■ **Given entries**
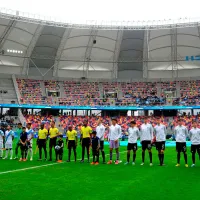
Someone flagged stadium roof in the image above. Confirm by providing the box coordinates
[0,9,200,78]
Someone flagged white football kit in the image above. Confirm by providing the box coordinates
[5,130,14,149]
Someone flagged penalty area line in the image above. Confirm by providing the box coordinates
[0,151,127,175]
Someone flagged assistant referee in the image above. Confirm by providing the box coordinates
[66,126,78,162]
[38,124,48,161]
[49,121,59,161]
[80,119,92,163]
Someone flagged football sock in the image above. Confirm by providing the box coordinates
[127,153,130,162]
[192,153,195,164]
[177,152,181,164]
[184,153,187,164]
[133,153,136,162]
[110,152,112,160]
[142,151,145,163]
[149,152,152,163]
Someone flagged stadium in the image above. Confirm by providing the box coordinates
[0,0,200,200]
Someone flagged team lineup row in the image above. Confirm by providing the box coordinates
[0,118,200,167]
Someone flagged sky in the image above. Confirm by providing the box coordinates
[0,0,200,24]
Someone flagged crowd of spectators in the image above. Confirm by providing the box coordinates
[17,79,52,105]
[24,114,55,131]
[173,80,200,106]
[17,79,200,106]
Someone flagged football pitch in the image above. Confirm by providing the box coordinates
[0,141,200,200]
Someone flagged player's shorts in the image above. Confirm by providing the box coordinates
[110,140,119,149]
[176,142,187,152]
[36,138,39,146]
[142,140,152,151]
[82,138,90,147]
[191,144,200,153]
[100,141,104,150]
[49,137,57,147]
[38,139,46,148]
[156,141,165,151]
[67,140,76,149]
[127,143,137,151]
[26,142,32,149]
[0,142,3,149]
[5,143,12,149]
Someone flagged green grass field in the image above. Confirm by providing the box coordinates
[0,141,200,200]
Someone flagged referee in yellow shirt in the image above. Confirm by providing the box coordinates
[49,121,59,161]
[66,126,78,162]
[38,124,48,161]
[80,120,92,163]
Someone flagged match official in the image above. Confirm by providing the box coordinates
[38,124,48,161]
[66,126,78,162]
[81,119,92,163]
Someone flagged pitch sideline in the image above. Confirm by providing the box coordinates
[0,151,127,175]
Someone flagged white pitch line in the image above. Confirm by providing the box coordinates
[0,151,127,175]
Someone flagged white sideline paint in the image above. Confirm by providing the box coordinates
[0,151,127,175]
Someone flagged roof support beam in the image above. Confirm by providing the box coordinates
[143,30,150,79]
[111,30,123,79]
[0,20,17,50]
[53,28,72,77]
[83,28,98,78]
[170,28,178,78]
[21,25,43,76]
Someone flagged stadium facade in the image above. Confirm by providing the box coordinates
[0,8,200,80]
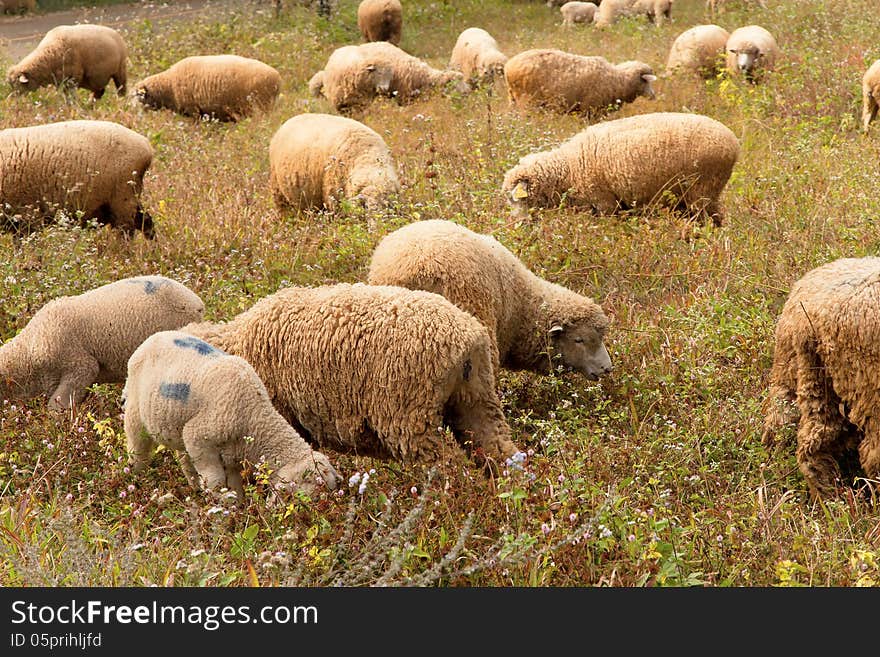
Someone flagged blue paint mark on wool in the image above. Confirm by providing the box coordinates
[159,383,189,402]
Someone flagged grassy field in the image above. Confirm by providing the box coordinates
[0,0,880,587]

■ **Task description**
Could you write out all the items above again, substituting "in the photo above" for every "in the image above" and leaving everything else unchanged? Omit the pictures.

■ **Solution to this problem**
Someone flagged stadium roof in the photo above. Confirm by providing the box coordinates
[0,9,200,78]
Someone flagged white football kit in the photo above. Confirm by providing the box coordinates
[5,130,14,149]
Someone flagged penalty area line in the photo above. Confirm by providing the box coordinates
[0,151,127,175]
Someone flagged assistant referee in the photo above. Confirm by providing the box coordinates
[66,126,78,162]
[38,124,48,161]
[49,121,59,161]
[80,119,92,163]
Someone flagged football sock in the photo above. Confirm by providing the box coordinates
[127,153,130,162]
[192,153,195,164]
[177,152,181,164]
[184,153,187,164]
[133,153,136,162]
[110,152,112,160]
[142,151,145,163]
[149,152,152,163]
Someone flagged stadium in the photo above. Confirm by providing the box coordinates
[0,0,200,200]
Someone flagged team lineup row in the photo above. Confirm by providing the box coordinates
[0,118,200,167]
Someone flagged sky in the photo above. Confirm by providing the box coordinates
[0,0,200,24]
Someone flagged crowd of spectators in the photo above. Confirm by providing the box coordinates
[17,79,52,105]
[24,114,55,131]
[173,80,200,106]
[17,79,200,106]
Someone flagged football pitch in the photo above. Confirm by providing the box coordinates
[0,141,200,200]
Someone flagged player's shorts in the photo above. Confirm by providing the box coordinates
[110,140,119,149]
[176,142,187,152]
[36,138,39,146]
[142,140,152,151]
[82,138,90,147]
[191,144,200,153]
[100,141,104,150]
[49,137,57,147]
[38,139,46,148]
[156,141,165,151]
[67,140,76,149]
[127,143,137,151]
[26,142,32,149]
[0,142,3,149]
[5,143,12,149]
Someone flagged green grass field in the photo above. Confirm by providing the box coordinates
[0,141,200,200]
Someone flagged referee in yellow shirt in the photo above. Confirm by providing the box coordinates
[49,121,59,161]
[66,126,78,162]
[38,124,48,161]
[80,120,92,163]
Someone flagged match official in the photo above. Confirm by providing the box coordinates
[38,124,48,161]
[66,126,78,162]
[81,119,92,163]
Someone flagged pitch sideline in the photo above. Confirm by providing the box coordinates
[0,151,127,175]
Someone flagged white pitch line in the photo above. Confirm by providing the box coordinates
[0,151,127,175]
Someone flagged white sideline paint in the photo above. Confirm by providing the box coordinates
[0,151,127,175]
Someone flagged roof support beam in the photo above. Confirm by providing the box coordinates
[143,30,150,79]
[111,30,123,79]
[0,20,17,50]
[53,28,72,77]
[83,28,98,78]
[170,28,178,78]
[21,25,43,76]
Someone flagged stadium facade in the photo above. Confirm by providing the box coordinates
[0,8,200,80]
Someone flagged blue paint mark on wool in the photo above. Confirm by providing the box coordinates
[159,383,189,402]
Someone flagged grassy field in the photo above. Confirm by providing the box coordinates
[0,0,880,587]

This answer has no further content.